**CONSEGNE:**
1 – Indica se ciascuna affermazione concorda con il brano sulla società educativa per la creazione di valore. Rispondi sì o no e cita fra virgolette le parole del brano che lo stabiliscono. (a) La società fu fondata due anni dopo la conversione al buddismo. (b) L'opera originale si compone di tre volumi. (c) La morte avvenne nel 1944.
2 – Ricopia dal brano sulla società educativa per la creazione di valore il passo che parte dalle parole "Allora era un’organizzazione" e termina dopo le parole "le sue riflessioni.".

**BRANO DI LETTURA:**
-*-
Nel 1930, due anni dopo la sua conversione al buddismo, fondò la società
educativa per la creazione di valore, di cui l’attuale Soka Gakkai è la
prosecuzione moderna.
Allora era un’organizzazione di insegnanti che portava avanti il progetto e
i metodi educativi da lui teorizzati e reclamava a gran voce una riforma
complessiva e radicale del sistema educativo: fu allora che divenne sospetto al
regime. Fu arrestato in nome della famigerata legge liberticida per il
mantenimento dell’ordine pubblico e morì nel 1944 per le conseguenze di un
rigidissimo regime carcerario. La sua opera originale in quattro volumi dal
titolo “Il sistema della pedagogia creatrice di valore” va letta come una sorta
di diario intellettuale scritto da un educatore militante che affronta i
problemi concreti ed a partire da essi propone le sue riflessioni.
-*-
(Record contenuti in un insieme di dati)
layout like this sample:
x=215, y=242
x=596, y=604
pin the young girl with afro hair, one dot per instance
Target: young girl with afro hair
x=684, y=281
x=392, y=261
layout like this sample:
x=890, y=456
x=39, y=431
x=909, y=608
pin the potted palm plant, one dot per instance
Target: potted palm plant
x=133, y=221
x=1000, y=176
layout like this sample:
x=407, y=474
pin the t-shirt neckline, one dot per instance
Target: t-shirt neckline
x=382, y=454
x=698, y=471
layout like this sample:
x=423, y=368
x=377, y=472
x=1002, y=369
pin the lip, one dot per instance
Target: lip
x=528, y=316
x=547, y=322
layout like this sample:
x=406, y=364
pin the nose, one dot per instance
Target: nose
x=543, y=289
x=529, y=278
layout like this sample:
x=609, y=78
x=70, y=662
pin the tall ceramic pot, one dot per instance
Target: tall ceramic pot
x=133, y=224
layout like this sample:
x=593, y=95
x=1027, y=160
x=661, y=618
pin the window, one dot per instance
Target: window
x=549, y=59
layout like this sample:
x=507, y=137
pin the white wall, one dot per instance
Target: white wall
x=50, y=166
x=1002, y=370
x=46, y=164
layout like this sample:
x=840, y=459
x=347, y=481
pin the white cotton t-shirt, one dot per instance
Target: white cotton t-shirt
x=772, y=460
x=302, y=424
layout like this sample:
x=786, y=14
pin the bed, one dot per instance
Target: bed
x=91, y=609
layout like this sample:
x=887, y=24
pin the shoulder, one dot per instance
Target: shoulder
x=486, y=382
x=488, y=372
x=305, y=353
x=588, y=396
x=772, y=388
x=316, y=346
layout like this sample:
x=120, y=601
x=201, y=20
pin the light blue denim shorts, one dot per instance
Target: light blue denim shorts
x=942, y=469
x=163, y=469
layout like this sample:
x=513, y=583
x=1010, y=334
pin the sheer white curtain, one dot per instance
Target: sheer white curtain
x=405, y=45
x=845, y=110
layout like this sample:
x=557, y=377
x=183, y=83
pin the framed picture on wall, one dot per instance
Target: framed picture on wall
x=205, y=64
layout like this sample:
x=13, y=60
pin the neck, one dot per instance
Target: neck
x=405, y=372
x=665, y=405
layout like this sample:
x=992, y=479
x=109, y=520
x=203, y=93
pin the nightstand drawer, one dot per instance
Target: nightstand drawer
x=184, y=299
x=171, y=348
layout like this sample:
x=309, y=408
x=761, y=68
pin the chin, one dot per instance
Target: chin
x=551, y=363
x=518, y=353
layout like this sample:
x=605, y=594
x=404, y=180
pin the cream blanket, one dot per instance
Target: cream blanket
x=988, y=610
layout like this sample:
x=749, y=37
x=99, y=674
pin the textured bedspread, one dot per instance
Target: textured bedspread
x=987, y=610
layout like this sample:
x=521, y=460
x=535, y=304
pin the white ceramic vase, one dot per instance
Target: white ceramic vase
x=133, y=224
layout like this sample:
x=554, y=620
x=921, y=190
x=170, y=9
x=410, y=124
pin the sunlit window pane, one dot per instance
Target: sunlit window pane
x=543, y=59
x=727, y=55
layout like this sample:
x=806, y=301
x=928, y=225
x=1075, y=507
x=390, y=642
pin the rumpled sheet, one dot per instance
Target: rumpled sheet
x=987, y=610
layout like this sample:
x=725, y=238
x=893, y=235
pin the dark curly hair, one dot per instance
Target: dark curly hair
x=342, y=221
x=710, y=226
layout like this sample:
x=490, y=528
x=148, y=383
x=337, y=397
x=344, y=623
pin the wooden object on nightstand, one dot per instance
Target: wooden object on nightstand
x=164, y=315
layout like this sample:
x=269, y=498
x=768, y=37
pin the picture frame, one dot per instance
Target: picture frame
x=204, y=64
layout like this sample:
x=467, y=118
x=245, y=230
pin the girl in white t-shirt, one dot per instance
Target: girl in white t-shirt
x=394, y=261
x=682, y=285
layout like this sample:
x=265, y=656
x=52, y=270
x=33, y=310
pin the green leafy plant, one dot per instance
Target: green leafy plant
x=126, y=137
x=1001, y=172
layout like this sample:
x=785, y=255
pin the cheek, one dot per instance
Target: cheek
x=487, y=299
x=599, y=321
-*-
**RISPOSTE:**
1 –
(a) Sì: "Nel 1930, due anni dopo la sua conversione al buddismo, fondò la società educativa per la creazione di valore"
(b) No: "La sua opera originale in quattro volumi"
(c) Sì: "morì nel 1944 per le conseguenze di un rigidissimo regime carcerario"

2 –
Allora era un’organizzazione di insegnanti che portava avanti il progetto e
i metodi educativi da lui teorizzati e reclamava a gran voce una riforma
complessiva e radicale del sistema educativo: fu allora che divenne sospetto al
regime. Fu arrestato in nome della famigerata legge liberticida per il
mantenimento dell’ordine pubblico e morì nel 1944 per le conseguenze di un
rigidissimo regime carcerario. La sua opera originale in quattro volumi dal
titolo “Il sistema della pedagogia creatrice di valore” va letta come una sorta
di diario intellettuale scritto da un educatore militante che affronta i
problemi concreti ed a partire da essi propone le sue riflessioni.